> Task item
An exact copy of the listing is needed, with every line kept.

> Source material
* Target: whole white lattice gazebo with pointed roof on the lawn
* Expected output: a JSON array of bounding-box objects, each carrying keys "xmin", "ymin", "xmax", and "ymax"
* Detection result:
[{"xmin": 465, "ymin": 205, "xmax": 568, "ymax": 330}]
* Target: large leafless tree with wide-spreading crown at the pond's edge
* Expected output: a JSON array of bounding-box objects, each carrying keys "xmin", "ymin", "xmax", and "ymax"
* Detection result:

> Answer for the task
* Target: whole white lattice gazebo with pointed roof on the lawn
* Expected output: a JSON array of bounding-box objects, each carrying keys "xmin", "ymin", "xmax", and "ymax"
* Detection result:
[{"xmin": 465, "ymin": 205, "xmax": 568, "ymax": 330}]
* Target: large leafless tree with wide-spreading crown at the pond's edge
* Expected output: a JSON array of bounding-box objects, each carrying keys "xmin", "ymin", "xmax", and "ymax"
* Detection result:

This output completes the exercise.